The Wonderful Chance (also The Thug and His Wonderful Chance) is a 1920 American silent crime drama film produced by Lewis Selznick and released by Select Pictures. This picture stars Eugene O'Brien in a dual role and was directed by George Archainbaud. While this film survives today in several archives, it is best known for featuring Rudolph Valentino in a villain role rather
than the hero. In the 1960s scenes from the film were used in the documentary The Legend of Rudolph Valentino (1961) narrated by Graeme Ferguson.

Plot
As described in a film magazine, recently released convict 'Swagger' Barlow (O'Brien) is mistaken for Lord Birmingham (O'Brien) and is feted and dined, while the true nobleman is held by a scheming band of crooks. He falls in love with Peggy (Mansfield), the daughter of his host Parker Winton (Cook). Through the actions of Barlow, Lord Birmingham is released. Peggy, after explanations, agrees to wait for Barlow to "come back."

Cast
Eugene O'Brien as Lord Birmingham / 'Swagger' Barlow
Martha Mansfield as Peggy Winton
Tom Blake as 'Red' Dugan
Rudolph Valentino as Joe Klinsby
Joseph Flanagan as Haggerty (credited as Joe Flanagan)

**Exercise description**. Translate this sentence from the text about The Wonderful Chance into Spanish: "This picture stars Eugene O'Brien in a dual role and was directed by George Archainbaud."

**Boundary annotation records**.

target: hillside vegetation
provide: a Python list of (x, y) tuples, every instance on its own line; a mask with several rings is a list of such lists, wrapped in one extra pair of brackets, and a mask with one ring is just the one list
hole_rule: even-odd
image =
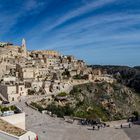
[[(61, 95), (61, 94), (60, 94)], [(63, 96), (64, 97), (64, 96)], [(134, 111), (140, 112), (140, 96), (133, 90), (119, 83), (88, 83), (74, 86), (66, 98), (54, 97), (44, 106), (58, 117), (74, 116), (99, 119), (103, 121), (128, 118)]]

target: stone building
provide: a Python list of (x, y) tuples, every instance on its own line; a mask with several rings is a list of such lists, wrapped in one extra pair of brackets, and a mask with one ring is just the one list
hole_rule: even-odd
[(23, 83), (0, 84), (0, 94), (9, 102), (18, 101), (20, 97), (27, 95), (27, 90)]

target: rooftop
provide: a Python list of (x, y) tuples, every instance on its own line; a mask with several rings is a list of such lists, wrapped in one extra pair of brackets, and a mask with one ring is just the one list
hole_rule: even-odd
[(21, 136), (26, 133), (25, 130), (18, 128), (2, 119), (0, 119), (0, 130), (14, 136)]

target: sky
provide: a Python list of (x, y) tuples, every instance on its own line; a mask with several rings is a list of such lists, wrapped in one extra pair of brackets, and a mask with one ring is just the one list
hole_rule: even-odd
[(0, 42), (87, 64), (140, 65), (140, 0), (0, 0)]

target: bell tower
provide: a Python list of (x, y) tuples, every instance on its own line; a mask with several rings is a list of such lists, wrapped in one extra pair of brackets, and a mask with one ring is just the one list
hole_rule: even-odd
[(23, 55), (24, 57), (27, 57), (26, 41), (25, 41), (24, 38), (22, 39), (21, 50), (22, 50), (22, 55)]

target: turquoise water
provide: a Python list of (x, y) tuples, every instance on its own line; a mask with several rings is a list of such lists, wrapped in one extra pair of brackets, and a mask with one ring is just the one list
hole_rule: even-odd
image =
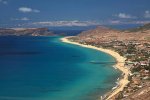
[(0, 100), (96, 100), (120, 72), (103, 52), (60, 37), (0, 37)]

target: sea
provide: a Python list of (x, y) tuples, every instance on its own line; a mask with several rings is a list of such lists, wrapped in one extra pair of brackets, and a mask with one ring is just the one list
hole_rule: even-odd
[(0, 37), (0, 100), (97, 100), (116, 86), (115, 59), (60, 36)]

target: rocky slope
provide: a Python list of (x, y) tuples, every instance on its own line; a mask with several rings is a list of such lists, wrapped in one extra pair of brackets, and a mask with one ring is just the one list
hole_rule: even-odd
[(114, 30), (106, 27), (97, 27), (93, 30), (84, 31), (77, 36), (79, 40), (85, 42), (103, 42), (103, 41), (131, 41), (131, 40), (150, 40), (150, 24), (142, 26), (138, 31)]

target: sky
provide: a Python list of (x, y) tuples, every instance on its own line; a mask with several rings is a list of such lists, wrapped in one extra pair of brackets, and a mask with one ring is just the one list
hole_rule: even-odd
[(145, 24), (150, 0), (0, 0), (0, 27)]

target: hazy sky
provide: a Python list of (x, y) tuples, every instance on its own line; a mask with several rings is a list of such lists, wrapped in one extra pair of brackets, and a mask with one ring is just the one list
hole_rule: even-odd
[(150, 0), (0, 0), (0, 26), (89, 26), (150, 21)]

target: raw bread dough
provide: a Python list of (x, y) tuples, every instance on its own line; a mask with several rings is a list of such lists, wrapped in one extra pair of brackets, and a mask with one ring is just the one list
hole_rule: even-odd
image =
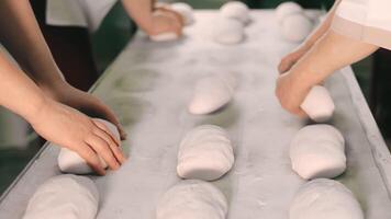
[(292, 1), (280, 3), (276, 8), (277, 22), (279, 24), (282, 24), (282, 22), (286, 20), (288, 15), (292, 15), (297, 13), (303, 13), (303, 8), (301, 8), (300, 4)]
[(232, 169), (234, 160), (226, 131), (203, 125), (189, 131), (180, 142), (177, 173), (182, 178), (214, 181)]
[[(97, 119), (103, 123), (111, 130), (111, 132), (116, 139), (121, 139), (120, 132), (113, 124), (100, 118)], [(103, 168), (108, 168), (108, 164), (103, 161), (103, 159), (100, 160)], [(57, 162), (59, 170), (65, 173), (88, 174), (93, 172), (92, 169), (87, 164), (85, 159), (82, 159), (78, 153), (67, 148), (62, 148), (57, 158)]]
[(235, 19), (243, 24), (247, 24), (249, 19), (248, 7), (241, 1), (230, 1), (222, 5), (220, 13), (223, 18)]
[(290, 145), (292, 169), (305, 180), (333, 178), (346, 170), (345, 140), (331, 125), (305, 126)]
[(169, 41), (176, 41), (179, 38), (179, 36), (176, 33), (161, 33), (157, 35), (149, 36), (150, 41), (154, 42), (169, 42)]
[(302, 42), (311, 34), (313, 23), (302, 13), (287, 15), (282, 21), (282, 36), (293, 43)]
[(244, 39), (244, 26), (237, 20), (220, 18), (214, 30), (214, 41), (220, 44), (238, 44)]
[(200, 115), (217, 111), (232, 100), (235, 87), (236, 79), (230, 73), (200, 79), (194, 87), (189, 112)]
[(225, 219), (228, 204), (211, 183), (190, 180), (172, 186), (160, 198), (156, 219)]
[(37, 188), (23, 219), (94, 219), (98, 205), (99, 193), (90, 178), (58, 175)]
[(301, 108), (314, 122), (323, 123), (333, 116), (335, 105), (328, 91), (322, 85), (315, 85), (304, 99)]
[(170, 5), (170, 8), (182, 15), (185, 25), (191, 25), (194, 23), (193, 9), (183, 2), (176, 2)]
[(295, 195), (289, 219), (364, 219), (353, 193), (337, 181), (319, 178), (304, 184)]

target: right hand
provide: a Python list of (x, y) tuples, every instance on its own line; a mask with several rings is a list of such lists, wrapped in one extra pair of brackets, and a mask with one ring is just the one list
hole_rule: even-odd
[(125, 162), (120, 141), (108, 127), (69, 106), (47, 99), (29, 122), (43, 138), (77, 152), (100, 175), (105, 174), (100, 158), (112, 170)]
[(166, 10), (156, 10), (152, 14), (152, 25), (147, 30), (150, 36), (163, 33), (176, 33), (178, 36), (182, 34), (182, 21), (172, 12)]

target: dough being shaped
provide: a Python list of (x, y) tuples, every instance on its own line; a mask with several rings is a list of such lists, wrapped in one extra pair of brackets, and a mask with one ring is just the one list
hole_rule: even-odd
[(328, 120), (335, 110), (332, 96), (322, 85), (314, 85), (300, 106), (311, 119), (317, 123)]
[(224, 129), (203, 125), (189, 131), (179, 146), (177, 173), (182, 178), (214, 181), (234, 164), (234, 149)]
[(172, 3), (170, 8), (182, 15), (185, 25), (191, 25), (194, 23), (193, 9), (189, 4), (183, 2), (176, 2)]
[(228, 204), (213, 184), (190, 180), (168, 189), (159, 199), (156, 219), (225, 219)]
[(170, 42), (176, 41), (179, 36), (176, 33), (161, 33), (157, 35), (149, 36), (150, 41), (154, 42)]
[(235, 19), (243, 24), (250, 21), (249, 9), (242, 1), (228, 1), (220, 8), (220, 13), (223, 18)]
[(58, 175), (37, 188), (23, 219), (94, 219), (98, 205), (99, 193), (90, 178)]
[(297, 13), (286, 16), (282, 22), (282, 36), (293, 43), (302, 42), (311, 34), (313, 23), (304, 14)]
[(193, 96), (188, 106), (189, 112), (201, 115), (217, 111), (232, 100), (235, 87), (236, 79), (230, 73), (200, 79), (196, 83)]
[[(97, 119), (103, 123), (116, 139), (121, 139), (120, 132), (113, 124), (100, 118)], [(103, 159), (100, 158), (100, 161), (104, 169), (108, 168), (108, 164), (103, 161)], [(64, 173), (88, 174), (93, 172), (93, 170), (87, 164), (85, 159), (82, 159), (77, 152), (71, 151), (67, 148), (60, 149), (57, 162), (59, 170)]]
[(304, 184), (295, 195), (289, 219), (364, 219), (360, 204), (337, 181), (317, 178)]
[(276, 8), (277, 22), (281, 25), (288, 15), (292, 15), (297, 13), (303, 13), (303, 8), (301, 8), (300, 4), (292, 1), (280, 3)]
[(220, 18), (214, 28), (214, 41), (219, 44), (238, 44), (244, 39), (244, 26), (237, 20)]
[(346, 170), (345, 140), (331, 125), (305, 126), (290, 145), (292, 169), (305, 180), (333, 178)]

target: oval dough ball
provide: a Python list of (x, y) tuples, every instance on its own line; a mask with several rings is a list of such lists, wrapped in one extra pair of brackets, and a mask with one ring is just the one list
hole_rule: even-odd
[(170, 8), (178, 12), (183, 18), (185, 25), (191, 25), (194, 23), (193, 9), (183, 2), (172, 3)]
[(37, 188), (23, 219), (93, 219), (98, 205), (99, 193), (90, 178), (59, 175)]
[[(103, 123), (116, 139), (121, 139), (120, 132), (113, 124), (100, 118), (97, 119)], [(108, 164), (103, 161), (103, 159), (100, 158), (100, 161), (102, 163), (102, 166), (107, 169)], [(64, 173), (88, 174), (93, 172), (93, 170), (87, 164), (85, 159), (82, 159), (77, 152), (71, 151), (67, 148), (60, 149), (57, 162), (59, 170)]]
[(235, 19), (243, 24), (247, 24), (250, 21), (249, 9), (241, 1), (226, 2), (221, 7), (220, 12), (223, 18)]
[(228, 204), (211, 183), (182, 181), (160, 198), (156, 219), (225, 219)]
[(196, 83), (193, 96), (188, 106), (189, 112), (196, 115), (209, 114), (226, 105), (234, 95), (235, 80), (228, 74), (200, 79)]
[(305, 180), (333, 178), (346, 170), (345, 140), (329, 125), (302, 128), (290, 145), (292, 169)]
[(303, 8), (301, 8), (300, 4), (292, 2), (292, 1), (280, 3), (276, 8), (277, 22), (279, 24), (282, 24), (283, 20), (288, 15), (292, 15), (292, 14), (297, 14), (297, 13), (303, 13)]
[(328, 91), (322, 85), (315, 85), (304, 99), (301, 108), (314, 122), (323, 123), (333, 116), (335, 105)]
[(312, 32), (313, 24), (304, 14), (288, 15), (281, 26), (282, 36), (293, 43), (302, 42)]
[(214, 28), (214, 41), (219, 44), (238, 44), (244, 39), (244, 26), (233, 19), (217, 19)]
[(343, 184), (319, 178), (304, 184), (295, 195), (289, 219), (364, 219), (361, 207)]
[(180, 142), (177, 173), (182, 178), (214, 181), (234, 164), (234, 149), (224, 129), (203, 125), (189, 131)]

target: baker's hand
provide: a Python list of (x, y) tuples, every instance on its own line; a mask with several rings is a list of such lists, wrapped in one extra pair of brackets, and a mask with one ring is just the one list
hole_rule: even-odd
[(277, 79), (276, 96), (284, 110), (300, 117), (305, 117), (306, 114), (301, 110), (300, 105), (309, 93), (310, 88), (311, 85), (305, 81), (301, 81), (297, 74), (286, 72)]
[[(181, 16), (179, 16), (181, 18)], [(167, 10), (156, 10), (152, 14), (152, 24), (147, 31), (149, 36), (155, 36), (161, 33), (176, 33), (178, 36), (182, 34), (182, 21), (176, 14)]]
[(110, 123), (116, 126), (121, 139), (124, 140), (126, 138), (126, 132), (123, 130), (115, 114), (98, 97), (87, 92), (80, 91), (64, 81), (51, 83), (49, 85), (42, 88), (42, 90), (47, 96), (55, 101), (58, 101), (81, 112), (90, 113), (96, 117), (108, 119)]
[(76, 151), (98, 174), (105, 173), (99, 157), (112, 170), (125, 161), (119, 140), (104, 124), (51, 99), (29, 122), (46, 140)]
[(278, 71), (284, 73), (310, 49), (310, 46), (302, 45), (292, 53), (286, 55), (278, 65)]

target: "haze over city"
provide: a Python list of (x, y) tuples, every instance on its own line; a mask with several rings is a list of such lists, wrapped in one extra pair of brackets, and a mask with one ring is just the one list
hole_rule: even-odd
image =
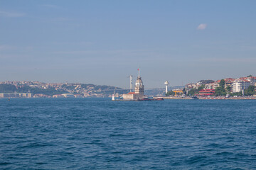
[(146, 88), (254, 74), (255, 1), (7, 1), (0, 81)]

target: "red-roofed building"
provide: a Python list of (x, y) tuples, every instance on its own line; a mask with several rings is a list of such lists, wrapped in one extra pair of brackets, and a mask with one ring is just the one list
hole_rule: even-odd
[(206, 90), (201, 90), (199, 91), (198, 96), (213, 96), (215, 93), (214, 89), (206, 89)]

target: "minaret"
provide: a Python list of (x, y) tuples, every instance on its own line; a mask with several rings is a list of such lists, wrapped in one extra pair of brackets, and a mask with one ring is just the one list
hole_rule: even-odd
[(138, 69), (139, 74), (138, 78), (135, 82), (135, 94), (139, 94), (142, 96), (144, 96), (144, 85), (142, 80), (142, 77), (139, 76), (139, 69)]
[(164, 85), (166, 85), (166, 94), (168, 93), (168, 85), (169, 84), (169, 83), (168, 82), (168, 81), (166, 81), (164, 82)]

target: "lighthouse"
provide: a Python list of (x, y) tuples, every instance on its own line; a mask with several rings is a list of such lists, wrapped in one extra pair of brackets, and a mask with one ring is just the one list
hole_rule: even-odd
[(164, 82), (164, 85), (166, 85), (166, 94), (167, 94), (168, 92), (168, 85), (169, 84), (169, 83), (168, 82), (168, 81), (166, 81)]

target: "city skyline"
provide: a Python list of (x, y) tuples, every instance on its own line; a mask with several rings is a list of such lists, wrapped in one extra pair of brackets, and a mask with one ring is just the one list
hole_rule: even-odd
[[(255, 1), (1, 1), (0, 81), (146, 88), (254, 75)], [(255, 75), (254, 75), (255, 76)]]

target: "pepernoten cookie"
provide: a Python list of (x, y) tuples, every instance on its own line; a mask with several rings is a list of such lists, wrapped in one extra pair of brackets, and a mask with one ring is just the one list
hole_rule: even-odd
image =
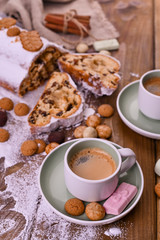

**Expected answer**. Esta película está protagonizada por Eugene O'Brien en un doble papel y fue dirigida por George Archainbaud.